━━ GIVEN DATA

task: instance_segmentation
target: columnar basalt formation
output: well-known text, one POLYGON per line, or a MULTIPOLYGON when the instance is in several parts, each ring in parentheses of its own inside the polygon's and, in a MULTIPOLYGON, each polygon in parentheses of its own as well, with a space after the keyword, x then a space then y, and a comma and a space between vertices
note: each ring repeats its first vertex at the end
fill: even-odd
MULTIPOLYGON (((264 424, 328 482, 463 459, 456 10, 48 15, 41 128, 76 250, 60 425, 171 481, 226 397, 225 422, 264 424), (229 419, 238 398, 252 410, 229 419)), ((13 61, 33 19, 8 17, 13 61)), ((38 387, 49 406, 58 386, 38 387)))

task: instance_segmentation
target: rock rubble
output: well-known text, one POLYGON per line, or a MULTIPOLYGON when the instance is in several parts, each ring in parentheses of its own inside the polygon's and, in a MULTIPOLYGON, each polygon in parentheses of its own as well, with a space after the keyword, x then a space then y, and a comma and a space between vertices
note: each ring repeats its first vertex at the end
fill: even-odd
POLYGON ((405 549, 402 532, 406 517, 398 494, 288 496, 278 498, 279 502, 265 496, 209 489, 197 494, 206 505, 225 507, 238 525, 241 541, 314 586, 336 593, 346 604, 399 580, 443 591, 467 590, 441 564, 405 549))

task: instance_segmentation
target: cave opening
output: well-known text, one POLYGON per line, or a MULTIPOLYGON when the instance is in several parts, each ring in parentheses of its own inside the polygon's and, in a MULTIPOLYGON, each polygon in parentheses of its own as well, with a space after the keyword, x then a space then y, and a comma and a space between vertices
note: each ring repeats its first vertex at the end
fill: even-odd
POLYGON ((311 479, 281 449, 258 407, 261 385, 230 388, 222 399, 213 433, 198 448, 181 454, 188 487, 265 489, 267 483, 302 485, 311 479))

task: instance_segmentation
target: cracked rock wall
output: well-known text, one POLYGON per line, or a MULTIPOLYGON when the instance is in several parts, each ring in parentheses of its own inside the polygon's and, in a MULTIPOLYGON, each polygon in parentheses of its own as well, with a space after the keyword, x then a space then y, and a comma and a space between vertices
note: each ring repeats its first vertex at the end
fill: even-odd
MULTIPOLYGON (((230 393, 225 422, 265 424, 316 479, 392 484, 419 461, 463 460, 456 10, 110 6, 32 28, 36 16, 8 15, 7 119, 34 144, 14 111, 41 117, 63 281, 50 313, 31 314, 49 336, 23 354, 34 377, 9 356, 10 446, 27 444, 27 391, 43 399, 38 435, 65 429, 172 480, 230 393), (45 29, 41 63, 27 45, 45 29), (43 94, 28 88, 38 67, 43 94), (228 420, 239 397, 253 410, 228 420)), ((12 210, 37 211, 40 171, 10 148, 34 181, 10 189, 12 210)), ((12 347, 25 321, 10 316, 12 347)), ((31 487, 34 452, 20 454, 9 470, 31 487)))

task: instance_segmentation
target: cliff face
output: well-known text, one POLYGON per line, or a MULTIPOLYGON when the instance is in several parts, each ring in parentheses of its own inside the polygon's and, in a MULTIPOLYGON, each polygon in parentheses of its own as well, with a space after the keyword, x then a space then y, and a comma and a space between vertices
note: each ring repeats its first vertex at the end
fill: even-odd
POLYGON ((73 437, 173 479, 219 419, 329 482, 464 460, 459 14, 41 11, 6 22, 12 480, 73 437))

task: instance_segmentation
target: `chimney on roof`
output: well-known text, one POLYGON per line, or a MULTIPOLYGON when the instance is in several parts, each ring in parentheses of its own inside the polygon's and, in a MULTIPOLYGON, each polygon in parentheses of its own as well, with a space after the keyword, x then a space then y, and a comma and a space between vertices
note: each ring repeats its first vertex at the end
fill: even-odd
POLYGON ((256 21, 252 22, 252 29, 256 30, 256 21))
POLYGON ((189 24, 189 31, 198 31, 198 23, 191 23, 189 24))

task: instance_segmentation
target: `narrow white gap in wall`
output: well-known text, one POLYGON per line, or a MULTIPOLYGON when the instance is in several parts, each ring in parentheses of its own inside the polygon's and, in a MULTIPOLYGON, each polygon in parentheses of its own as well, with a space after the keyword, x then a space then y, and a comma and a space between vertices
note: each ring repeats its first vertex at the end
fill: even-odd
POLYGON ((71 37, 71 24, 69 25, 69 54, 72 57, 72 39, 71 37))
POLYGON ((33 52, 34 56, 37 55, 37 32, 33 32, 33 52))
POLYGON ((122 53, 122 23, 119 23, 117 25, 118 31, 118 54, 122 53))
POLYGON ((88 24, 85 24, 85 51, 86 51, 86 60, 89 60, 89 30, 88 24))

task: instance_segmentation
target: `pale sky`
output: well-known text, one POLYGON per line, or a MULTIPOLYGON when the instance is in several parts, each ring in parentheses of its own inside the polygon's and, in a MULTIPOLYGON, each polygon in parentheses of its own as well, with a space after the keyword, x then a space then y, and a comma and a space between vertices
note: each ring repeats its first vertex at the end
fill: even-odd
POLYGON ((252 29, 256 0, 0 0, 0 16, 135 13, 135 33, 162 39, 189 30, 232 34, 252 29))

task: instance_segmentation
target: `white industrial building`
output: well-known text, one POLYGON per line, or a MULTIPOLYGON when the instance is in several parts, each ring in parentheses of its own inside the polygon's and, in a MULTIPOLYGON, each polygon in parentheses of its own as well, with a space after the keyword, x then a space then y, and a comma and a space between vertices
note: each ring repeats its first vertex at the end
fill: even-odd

━━━━

GIVEN TASK: Report every line in the records above that contains the word "target", copying each such line in full. Case counts.

ANSWER TO THE TASK:
target: columnar basalt formation
target: rock rubble
target: cave opening
target: cracked rock wall
target: cliff face
target: `chimney on roof`
target: `narrow white gap in wall`
target: `pale sky`
target: `white industrial building`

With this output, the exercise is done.